SUPPLIED INFORMATION>
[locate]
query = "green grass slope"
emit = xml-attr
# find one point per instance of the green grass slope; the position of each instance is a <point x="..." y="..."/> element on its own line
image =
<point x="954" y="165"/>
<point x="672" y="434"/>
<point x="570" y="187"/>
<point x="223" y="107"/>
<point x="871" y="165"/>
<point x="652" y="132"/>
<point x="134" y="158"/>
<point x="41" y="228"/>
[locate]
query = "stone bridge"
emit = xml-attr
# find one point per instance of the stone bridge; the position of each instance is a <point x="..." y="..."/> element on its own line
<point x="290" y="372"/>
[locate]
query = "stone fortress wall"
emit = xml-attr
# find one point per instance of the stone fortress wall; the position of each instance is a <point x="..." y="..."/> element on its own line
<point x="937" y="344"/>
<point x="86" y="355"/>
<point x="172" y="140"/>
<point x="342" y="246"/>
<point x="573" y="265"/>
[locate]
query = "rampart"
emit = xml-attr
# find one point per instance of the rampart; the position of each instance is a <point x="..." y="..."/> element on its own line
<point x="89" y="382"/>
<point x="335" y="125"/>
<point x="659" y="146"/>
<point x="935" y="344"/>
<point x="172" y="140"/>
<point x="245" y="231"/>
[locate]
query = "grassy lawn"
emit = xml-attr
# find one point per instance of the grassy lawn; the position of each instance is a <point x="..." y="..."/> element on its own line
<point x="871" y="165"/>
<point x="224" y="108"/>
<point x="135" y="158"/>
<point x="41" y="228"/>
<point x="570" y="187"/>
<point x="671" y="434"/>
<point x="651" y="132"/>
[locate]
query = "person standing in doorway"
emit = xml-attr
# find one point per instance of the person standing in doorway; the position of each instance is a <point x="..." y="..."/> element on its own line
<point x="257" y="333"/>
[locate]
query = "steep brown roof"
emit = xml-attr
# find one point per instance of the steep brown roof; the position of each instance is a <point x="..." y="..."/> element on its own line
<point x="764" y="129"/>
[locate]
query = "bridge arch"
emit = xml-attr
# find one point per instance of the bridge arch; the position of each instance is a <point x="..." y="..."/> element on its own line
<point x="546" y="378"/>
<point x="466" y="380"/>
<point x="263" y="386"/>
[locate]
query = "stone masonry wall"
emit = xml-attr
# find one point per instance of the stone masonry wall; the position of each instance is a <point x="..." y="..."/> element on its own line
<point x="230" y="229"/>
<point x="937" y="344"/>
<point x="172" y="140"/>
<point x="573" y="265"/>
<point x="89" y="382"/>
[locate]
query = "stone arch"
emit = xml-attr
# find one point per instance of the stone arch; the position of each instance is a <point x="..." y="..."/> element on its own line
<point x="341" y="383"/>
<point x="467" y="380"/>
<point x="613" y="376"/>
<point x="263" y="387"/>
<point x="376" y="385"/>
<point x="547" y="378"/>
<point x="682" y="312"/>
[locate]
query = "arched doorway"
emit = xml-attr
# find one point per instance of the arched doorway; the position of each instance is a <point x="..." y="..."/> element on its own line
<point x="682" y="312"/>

TASK TO COMPLETE>
Print all the data exactly.

WORKED SOLUTION>
[locate]
query = "green grass slope"
emit = xml-attr
# find one point per instance of the green grass slope; the position of each instance is a <point x="..." y="..."/> element on its own line
image =
<point x="954" y="165"/>
<point x="672" y="434"/>
<point x="570" y="187"/>
<point x="223" y="107"/>
<point x="871" y="165"/>
<point x="652" y="132"/>
<point x="134" y="158"/>
<point x="41" y="228"/>
[locate]
query = "stone bridge"
emit = xml-attr
# find one point per instance of the stone bridge; the position of each instance is a <point x="..." y="..."/> element on its own line
<point x="290" y="372"/>
[locate]
query = "stone fortress wall"
emit = xml-attr
# find one point per instance of the stone fortress wall; the position of each instance is a <point x="..." y="..."/> element on its own line
<point x="937" y="344"/>
<point x="86" y="355"/>
<point x="172" y="140"/>
<point x="342" y="246"/>
<point x="573" y="265"/>
[locate]
query = "rampart"
emit = xml-attr
# find one point per instance of the rampart; the position of each instance is a <point x="..." y="..."/> element on its own line
<point x="89" y="382"/>
<point x="335" y="125"/>
<point x="659" y="146"/>
<point x="935" y="344"/>
<point x="172" y="140"/>
<point x="245" y="231"/>
[locate]
query = "grassy lawn"
emit = xml-attr
# find one point per instance of the grassy lawn; the position of each instance is a <point x="..." y="..."/> element on its own line
<point x="871" y="165"/>
<point x="224" y="108"/>
<point x="135" y="158"/>
<point x="41" y="228"/>
<point x="570" y="187"/>
<point x="671" y="434"/>
<point x="651" y="132"/>
[locate]
query = "person standing in doorway"
emit = xml-attr
# find one point per instance of the person standing in doorway; the position of each instance is a <point x="..." y="..."/> element on its own line
<point x="257" y="333"/>
[locate]
query = "steep brown roof"
emit = xml-attr
# find one point per instance of the steep brown roof; the position of each instance is a <point x="..." y="..."/> element on its own line
<point x="764" y="129"/>
[locate]
query = "bridge arch"
emit = xml-attr
# find one point per instance of the bridge arch; the position of each instance is a <point x="..." y="..."/> element on its own line
<point x="546" y="378"/>
<point x="466" y="380"/>
<point x="263" y="386"/>
[locate]
query = "stone masonry wall"
emit = xml-attr
# find one point per instance of the stone masonry wall; the position of each instance is a <point x="..." y="..."/> element on its own line
<point x="230" y="229"/>
<point x="937" y="344"/>
<point x="172" y="140"/>
<point x="573" y="265"/>
<point x="89" y="382"/>
[locate]
query = "stone arch"
emit = xml-attr
# find one point per instance of the stone arch; the position of each instance is a <point x="..." y="..."/> element on its own line
<point x="341" y="383"/>
<point x="467" y="380"/>
<point x="613" y="376"/>
<point x="263" y="387"/>
<point x="376" y="385"/>
<point x="547" y="378"/>
<point x="682" y="312"/>
[locate]
query = "arched doorway"
emit = xml-attr
# find one point per instance of the arched doorway; the position of each instance is a <point x="..." y="..."/> element on its own line
<point x="682" y="312"/>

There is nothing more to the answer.